§ Problem: Without the pictures, set down every line of the data exactly.

§ Record set:
>> Begin
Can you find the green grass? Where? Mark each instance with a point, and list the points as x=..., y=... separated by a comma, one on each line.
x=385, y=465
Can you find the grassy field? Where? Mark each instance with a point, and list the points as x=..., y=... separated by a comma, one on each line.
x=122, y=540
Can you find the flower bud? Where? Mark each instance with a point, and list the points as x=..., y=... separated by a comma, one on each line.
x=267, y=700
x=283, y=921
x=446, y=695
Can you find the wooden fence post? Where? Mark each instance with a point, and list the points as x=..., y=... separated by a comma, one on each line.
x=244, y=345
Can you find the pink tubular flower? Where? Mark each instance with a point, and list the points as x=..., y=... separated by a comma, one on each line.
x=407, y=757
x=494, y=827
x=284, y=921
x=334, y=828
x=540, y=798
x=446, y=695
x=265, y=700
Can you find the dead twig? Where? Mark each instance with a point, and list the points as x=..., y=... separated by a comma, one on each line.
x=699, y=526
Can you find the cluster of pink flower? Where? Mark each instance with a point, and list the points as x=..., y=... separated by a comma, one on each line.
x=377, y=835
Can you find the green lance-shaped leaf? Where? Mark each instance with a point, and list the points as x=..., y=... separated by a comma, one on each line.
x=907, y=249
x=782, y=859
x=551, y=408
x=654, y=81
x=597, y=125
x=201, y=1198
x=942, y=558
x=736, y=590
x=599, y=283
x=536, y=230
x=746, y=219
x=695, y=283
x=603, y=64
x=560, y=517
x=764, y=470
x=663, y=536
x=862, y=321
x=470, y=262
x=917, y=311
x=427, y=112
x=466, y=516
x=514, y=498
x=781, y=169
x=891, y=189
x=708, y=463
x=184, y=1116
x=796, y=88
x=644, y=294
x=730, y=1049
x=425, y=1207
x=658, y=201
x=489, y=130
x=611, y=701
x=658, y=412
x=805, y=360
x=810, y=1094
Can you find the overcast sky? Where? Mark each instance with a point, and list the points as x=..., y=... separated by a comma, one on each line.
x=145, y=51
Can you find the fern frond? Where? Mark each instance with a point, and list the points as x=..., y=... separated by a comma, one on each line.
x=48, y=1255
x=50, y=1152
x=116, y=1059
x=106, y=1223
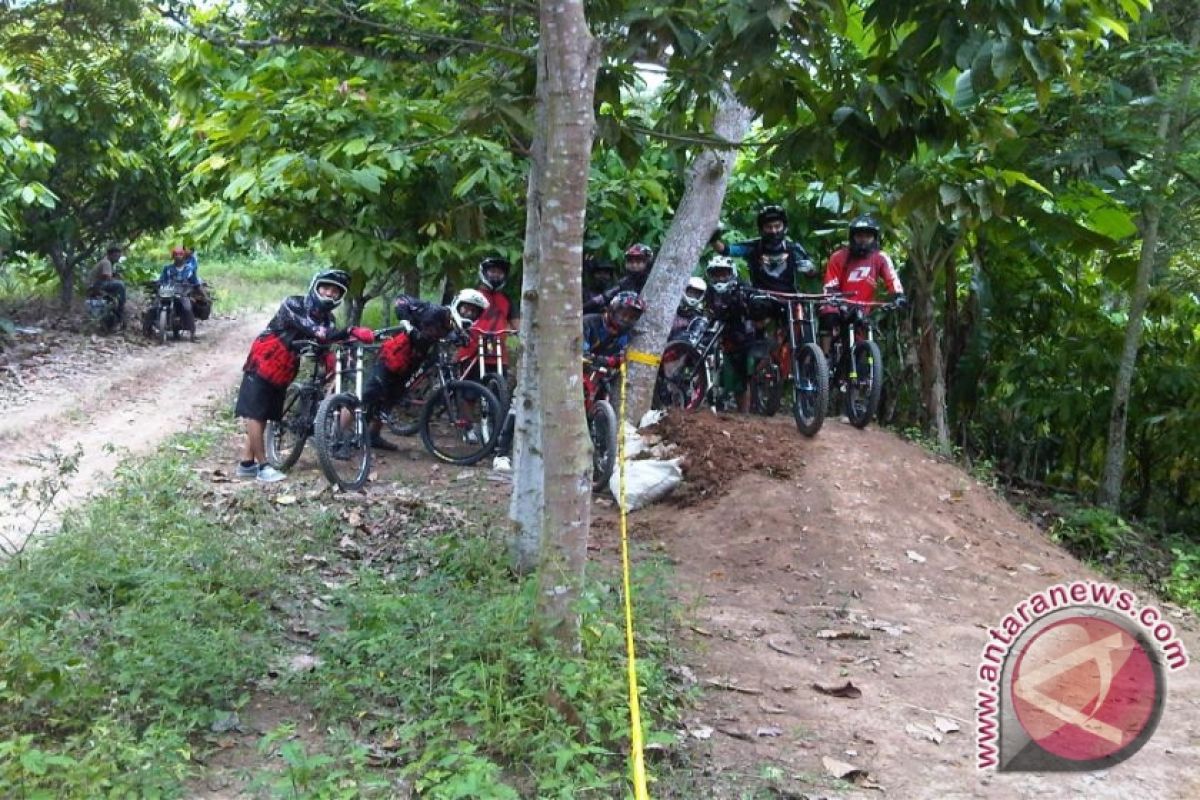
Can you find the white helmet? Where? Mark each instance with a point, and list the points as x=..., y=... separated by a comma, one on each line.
x=467, y=298
x=695, y=302
x=721, y=263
>> End
§ Answer to this problem:
Can you find the green grass? Where? Mark each instance with a point, and list the points as x=..., y=... separated by a comma, one on each line.
x=385, y=465
Can you find the grassy field? Where? Mark each instance with a point, and list the points as x=..., y=... separated by a comma, one on each line.
x=122, y=540
Can you find the flower bud? Where? Mark each instance with a point, and list the points as x=..., y=... separated by a comma, one on each line.
x=267, y=700
x=283, y=921
x=446, y=695
Can you find the wooden fence post? Where? Mark each instance with a point, and list the points as x=..., y=... separated by a comma, one on each line.
x=244, y=345
Can you find the pink tubular flower? Where? Mark each instance with a point, and list the points as x=..., y=... separated by a comma, one on each line.
x=407, y=757
x=494, y=827
x=284, y=921
x=334, y=828
x=540, y=798
x=446, y=695
x=265, y=700
Can you find the dead twig? Where? Mark each instance with a point, and list the points as x=..., y=... separated by a comma, one on each line.
x=699, y=526
Can you find the cluster of pink flower? Where? Mark each instance with a point, and list the points as x=..., y=... separated by a comma, one on each line.
x=377, y=835
Can you find the green lance-shaped leaf? Where? Mark each instance with a point, and list the points as x=..., y=... separated by a comma, one on each line.
x=907, y=249
x=782, y=859
x=551, y=408
x=654, y=81
x=597, y=125
x=201, y=1198
x=942, y=558
x=736, y=590
x=599, y=283
x=536, y=230
x=746, y=219
x=695, y=283
x=603, y=64
x=560, y=517
x=764, y=470
x=663, y=536
x=862, y=321
x=470, y=262
x=917, y=311
x=427, y=112
x=466, y=516
x=514, y=498
x=781, y=169
x=891, y=189
x=708, y=463
x=184, y=1116
x=796, y=88
x=644, y=294
x=730, y=1049
x=425, y=1207
x=658, y=201
x=489, y=130
x=611, y=701
x=658, y=412
x=805, y=360
x=810, y=1094
Can you find the overcast sky? Where? Mark each instance with a point, and list the points as x=..., y=... separated by a comma, one on each line.
x=145, y=51
Can you find the fern frond? Where? Mark each instance with a point, and list the points as x=..., y=... separated by a comma, one on each line.
x=48, y=1255
x=50, y=1152
x=116, y=1059
x=106, y=1223
Can you find the white helmet? Where? Mark each instance with a point, and list the points as x=..., y=... separated by a comma, one on each line.
x=467, y=298
x=695, y=302
x=721, y=263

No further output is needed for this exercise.